— Start of PASSAGE PROVIDED —

After being interned at the Topaz Relocation Center, Utah (1941-44), Mori worked as a gardener in San Leandro, California, writing in obscurity, until being discovered by young Asians in the 1970s (just as Terry Watada did for Canadian Nisei writer Muriel Kitagawa). He published one other collection in his lifetime, The Chauvenist (1979).

It’s significant that the short story “All American Girl”, (young boys fantasizing about a young Nikkei beauty), stands beside “Slant-Eyed Americans” (about the effects of Japan’s attack on Pearl Harbor on the Nikkei community). “The Seventh Street Philosopher,” an eccentric who surmounts his status as community freak by virtue of his unrelenting humanity. “The Finance Over At Doi’s” is about Satoru Doi, whose dreams of striking it rich on the stock market—the American Dream—fizzles away.

With his remarkable eye and heart, as Saroyan noted, Mori represents a Nikkei community as just American with as much right to be here as any other immigrant group, just with our particular ethnic twist.

While Canadian Nikkei share the experience of internment with our American counterparts, American Nikkei literature represents the experience more dramatically, notably because of a questionnaire given to American Niseis that included these loaded questions:

#27. Are you willing to serve in the armed forces of the United States on combat duty whenever ordered?

#28. Will you swear unqualified allegiance to the United States of America and faithfully defend the United States from any or all attack by foreign or domestic forces and forswear any form of allegiance or obedience to the Japanese emperor, or any other foreign government, power or organization?

Answering “no”, “no” made you a “No-No” boy.

Mori’s Unfinished Message (Heyday Books, Santa Clara University, 2000) a collection of previously published and unpublished work, like any good writing, speaks to that which is universal, not just the Nikkei community.

The Brothers Murata (1944), the previously unpublished novelette written by Mori when he was an internee in Topaz, Utah Relocation Camp, is the jewel of this collection.

— End of PASSAGE PROVIDED —

> _INSTRUCTIONS_
A - List every title that appears inside quotation marks in the passage on Mori's writing.
B - According to the passage on Mori's writing, what job did Mori hold after his internment at Topaz?
The listing plays no part in any of this.

— Start of ITEMS —

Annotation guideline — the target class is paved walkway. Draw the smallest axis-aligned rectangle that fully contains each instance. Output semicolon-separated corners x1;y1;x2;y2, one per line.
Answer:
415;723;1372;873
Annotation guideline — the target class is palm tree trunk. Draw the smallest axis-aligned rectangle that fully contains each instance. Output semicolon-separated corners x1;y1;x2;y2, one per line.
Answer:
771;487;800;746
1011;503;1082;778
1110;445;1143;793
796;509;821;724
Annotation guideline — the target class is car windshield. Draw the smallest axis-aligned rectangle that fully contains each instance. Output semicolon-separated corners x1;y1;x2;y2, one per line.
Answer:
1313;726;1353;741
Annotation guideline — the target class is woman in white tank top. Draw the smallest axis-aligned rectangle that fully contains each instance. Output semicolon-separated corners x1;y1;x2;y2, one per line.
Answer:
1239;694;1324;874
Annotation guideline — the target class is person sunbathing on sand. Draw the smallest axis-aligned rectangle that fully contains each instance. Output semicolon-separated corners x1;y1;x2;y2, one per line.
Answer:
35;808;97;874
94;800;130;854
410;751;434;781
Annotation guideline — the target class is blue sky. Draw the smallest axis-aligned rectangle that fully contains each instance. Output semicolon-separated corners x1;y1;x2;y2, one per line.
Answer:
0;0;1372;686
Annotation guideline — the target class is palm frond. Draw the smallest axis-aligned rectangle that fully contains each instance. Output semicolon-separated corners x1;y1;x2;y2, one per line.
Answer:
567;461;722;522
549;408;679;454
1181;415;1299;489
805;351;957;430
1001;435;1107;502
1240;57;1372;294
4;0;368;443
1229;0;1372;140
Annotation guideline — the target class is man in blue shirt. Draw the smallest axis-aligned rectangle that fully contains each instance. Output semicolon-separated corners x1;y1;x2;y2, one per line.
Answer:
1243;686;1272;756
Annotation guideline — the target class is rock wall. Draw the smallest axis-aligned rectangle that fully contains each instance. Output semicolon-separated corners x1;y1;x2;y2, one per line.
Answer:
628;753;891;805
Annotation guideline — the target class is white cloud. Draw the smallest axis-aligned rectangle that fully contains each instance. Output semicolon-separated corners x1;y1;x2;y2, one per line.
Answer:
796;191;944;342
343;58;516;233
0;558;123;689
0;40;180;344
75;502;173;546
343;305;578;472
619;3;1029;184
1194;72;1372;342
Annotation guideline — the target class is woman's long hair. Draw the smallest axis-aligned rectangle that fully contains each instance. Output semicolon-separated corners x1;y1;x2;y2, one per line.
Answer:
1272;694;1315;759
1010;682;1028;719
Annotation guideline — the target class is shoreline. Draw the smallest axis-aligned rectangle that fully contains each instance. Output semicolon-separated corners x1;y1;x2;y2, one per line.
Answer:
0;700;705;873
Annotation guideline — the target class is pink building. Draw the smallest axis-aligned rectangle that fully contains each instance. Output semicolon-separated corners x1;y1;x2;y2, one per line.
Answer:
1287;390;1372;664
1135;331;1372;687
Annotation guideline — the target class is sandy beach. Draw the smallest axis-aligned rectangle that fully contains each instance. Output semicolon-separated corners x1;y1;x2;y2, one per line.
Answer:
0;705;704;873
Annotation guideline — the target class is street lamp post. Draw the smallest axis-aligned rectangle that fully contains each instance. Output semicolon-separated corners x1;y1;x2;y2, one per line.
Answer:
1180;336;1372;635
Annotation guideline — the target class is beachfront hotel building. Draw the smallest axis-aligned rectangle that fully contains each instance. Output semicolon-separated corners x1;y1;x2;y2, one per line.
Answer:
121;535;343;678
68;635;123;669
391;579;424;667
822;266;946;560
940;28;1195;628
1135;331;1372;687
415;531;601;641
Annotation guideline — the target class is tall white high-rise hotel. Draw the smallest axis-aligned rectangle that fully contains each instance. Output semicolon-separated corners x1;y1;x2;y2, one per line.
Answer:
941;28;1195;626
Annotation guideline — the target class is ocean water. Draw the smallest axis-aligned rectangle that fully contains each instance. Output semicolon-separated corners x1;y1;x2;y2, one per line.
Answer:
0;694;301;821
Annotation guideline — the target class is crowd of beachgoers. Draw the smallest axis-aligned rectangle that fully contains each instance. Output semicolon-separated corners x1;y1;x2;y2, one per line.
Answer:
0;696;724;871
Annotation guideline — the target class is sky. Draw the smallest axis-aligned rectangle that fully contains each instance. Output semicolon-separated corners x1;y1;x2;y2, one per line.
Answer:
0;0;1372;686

— End of ITEMS —

> _TASK SOLUTIONS_
A -
"All American Girl"
"Slant-Eyed Americans"
"The Seventh Street Philosopher"
"The Finance Over At Doi's"

B - He worked as a gardener in San Leandro, California.